What the exercise asks — Reproduce the listing below line for line, requests included, but rescale every coordinate in the answers by multiplying it by 2.6 and rounding to a whole number, with halves rounded up. Omit the pictures from your answer.

Source material —
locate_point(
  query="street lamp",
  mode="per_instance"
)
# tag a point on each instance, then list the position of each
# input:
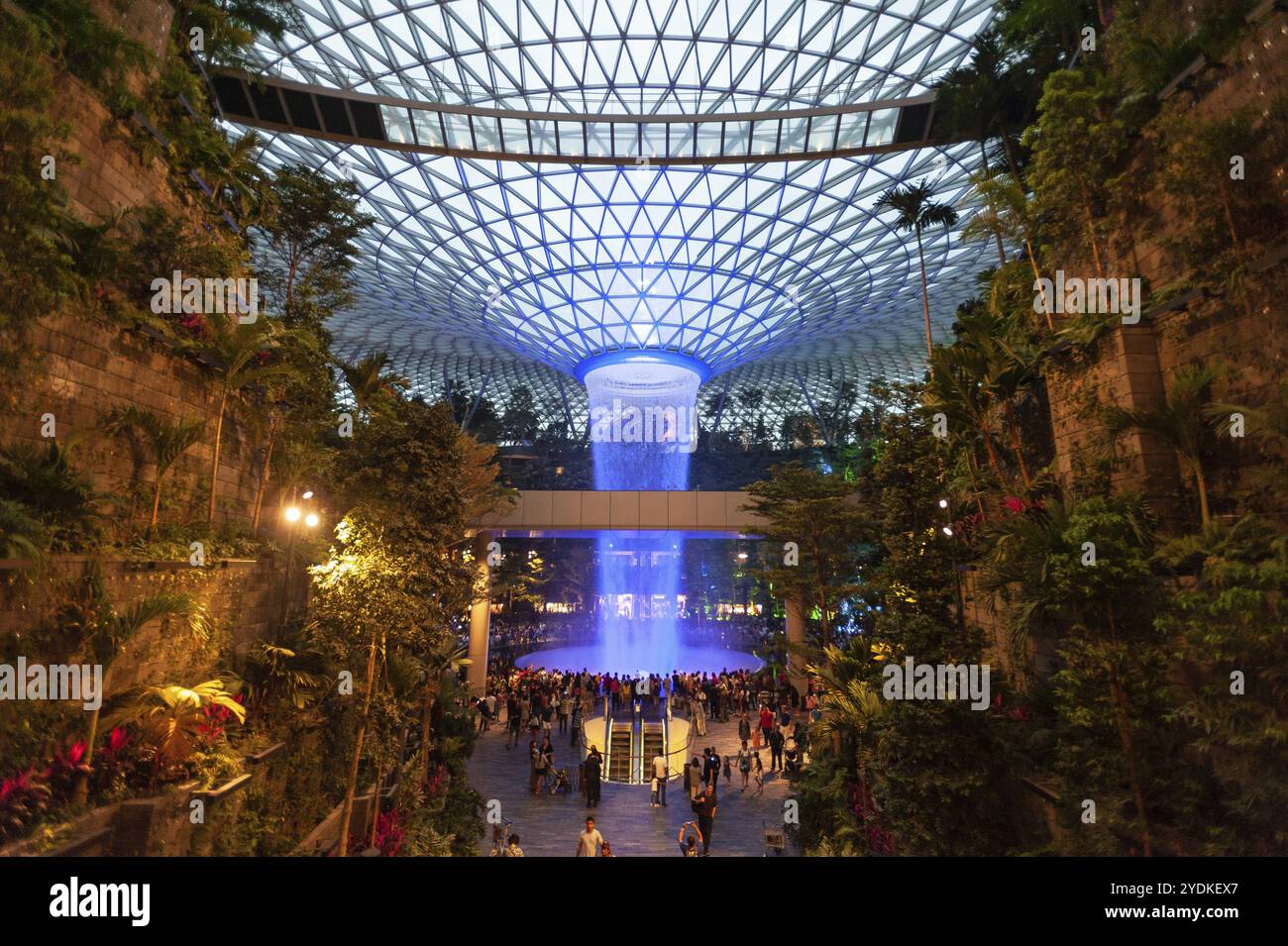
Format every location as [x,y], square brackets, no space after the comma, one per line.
[292,515]
[952,559]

Written reply —
locate_point(
  query="street lamp",
  mode="per_instance"
)
# tag a point on each instance, then list the position of each
# input:
Format every location as [x,y], square brackets, no space after the comma, one per line.
[759,1339]
[2475,1453]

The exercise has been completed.